SUAS TAREFAS
- A) Diga se cada afirmação concorda com o texto sobre as quatro mulheres, respondendo sim ou não e citando as palavras do texto que decidem: (i) A segunda mulher vive praticamente exilada em outro país. (ii) As quatro mulheres são belas por fora. (iii) As quatro mulheres têm problemas com o pai.
- B) Extraia dos registros cada linha que contenha a palavra "roof". Maiúsculas e minúsculas contam.

Eu gostaria de escrever sobre um grupo específico de sofredores: aqueles que cresceram com um sentimento de menos valia, por não se sentirem amados por seus pais. Filhos criados com indiferença, que maltratam seus filhos, que, por sua vez, não têm muito que dar aos seus. E quando este círculo vicioso irá acabar? Que adianta viver em uma era de informação se ela não servir para nos transformar por dentro, e nos suprir onde houve faltas, e remendar onde houve rasgos?
Vou usar como exemplo de cativeiro quatro mulheres: duas belas de doer por fora e as quatro lindas de emocionar por dentro (por bondade). Mas todas se julgam severamente ou se contentam em ficar com as migalhas. Uma está presa dentro de casa, comendo sem parar, com síndrome de pânico, atraindo toda a má sorte nos negócios e na saúde.
A segunda está praticamente exilada em outro país, quase catatônica, vivendo a trama de um casamento do qual não consegue escapar e, por outro lado, sem nenhuma iniciativa para cuidar da sua vida.
A terceira se fustiga com a severidade de um monge fanático e já encontrou todas as explicações possíveis para a sua desdita, abafando seus imensos talentos como se empurra um gênio para dentro de uma garrafa.
A última, uma das belas de doer, consome lentamente sua juventude entre quatro paredes, morrendo na inanição amorosa com parceiros inadequados e sabendo que precisa mudar sua vida, mas sem ânimo para isto.
O que têm em comum estas quatro mulheres? Uma dilacerante dor de amor, a funda ferida de uma rejeição: todas têm problemas com a mãe. Nenhuma se sentiu amada.
Estas mulheres falham em nome da mãe. Precisam cumprir a profecia de não serem dignas de serem amadas ou de serem felizes. Tiveram de engolir uma incontornável dificuldade e hostilidade neste relacionamento primário. Tentaram lutar contra isto à exaustão, e por isto se afundaram.
Todas aguardam o olhar bondoso, eternizado em belas pinturas, que as grandes santas reservaram aos seus filhos adotivos, todos nós. A verdade é que, quanto mais esperam isto, menos recebem. Eis o que terão: julgamentos, indiferença, reclamações, ordens, críticas, desprezo.

REGISTROS
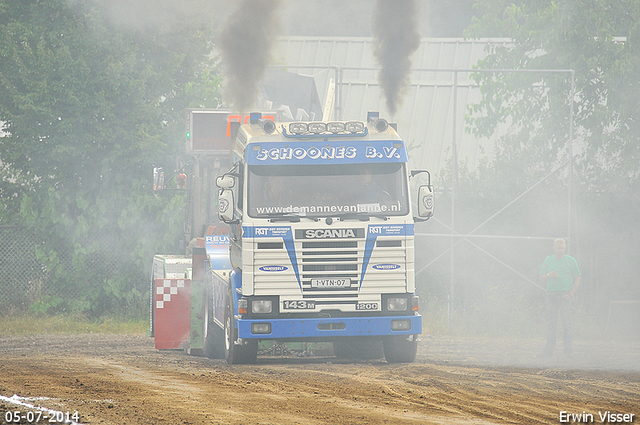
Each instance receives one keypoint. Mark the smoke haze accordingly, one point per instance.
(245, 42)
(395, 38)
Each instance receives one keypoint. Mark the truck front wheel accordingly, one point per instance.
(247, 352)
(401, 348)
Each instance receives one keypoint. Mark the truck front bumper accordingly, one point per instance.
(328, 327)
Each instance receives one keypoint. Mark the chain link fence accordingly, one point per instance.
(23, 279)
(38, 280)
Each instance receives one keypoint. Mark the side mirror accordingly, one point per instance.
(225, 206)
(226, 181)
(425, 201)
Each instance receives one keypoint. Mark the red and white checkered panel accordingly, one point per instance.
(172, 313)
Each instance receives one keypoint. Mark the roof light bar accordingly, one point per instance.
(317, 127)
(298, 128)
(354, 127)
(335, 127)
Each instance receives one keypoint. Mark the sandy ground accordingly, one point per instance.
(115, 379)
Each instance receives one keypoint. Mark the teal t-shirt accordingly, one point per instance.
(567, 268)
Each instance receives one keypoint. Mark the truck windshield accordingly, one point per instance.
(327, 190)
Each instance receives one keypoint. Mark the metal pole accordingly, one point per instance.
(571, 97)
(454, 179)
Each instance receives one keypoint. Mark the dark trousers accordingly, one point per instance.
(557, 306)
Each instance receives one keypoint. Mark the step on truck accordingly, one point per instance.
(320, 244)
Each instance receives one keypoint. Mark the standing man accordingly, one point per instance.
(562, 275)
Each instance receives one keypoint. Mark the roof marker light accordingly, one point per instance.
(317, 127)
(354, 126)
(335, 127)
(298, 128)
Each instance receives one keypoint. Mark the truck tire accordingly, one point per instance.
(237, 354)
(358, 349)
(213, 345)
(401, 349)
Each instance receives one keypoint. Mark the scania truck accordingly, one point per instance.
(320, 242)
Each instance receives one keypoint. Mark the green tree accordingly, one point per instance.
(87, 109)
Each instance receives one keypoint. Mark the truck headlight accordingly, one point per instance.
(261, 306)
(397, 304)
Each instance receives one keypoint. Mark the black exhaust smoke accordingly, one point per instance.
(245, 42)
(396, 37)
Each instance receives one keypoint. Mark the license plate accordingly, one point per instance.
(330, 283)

--

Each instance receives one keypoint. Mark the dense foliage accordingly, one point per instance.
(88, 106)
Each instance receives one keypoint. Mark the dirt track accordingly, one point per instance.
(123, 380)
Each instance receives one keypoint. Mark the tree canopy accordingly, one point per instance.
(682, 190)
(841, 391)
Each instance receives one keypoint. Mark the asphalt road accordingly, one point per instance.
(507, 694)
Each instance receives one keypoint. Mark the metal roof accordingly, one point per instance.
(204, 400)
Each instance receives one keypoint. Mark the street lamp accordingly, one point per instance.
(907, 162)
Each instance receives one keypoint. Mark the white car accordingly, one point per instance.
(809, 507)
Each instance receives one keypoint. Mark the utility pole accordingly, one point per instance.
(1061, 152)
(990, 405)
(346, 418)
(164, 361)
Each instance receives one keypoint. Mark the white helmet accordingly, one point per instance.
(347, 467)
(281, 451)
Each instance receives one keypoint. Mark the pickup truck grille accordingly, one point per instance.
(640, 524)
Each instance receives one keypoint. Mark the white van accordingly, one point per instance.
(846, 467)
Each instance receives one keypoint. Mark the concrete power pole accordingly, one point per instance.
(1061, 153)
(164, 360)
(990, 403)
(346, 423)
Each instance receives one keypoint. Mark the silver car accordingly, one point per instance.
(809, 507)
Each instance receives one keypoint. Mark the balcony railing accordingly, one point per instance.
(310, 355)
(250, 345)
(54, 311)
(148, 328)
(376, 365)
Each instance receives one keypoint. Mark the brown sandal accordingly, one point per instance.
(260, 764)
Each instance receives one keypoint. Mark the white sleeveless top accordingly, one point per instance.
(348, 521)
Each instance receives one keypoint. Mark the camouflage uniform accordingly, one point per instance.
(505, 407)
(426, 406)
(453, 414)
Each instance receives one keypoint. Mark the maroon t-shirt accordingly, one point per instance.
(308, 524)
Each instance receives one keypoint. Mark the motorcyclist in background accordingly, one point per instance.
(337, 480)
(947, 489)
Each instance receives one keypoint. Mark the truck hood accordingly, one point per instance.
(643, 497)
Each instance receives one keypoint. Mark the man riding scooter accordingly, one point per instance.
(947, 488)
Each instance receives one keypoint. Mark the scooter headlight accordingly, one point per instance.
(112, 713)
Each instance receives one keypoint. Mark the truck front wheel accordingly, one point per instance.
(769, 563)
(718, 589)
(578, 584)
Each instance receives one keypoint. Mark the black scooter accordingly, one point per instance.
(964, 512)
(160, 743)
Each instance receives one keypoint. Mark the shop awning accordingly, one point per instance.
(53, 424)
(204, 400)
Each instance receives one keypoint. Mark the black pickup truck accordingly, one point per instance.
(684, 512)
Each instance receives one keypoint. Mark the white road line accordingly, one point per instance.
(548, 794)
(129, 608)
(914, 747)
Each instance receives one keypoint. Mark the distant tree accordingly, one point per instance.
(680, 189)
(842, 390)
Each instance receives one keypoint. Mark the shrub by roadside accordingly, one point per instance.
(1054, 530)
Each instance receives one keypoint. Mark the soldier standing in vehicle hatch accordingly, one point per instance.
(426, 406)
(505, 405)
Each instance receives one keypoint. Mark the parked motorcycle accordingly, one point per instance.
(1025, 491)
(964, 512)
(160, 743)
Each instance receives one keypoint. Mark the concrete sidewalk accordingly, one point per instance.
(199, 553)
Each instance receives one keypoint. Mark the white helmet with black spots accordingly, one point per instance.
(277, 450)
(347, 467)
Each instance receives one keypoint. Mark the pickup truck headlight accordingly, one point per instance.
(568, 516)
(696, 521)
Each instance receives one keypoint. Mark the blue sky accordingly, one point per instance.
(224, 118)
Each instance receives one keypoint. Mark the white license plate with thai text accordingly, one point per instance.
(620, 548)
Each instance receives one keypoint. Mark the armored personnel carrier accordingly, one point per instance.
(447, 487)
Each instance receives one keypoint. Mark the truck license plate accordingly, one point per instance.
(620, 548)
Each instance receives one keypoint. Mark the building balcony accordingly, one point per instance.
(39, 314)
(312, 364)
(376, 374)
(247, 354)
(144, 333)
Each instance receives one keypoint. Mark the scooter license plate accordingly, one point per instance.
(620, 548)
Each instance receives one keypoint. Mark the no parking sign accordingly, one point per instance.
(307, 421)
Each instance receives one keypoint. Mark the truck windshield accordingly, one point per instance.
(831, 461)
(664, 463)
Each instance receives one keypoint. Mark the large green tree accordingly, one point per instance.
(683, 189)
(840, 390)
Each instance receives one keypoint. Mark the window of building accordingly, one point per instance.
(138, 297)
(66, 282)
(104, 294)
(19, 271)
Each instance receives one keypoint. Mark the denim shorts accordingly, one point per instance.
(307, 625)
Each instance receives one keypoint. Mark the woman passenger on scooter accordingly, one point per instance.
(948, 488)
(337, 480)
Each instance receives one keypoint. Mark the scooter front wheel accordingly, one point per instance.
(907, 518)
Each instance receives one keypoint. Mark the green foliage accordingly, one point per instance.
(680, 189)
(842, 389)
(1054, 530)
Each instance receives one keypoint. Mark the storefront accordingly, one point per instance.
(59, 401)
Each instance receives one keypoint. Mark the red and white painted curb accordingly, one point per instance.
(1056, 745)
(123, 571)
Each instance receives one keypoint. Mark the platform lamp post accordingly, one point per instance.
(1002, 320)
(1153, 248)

RESPOSTAS POR TAREFA
- A)
(i) Sim: "A segunda está praticamente exilada em outro país".
(ii) Não: "duas belas de doer por fora e as quatro lindas de emocionar por dentro".
(iii) Não: "todas têm problemas com a mãe".

- B)
Each instance receives one keypoint. Mark the roof light bar accordingly, one point per instance.
Each instance receives one keypoint. Mark the roof marker light accordingly, one point per instance.
Each instance receives one keypoint. Mark the metal roof accordingly, one point per instance.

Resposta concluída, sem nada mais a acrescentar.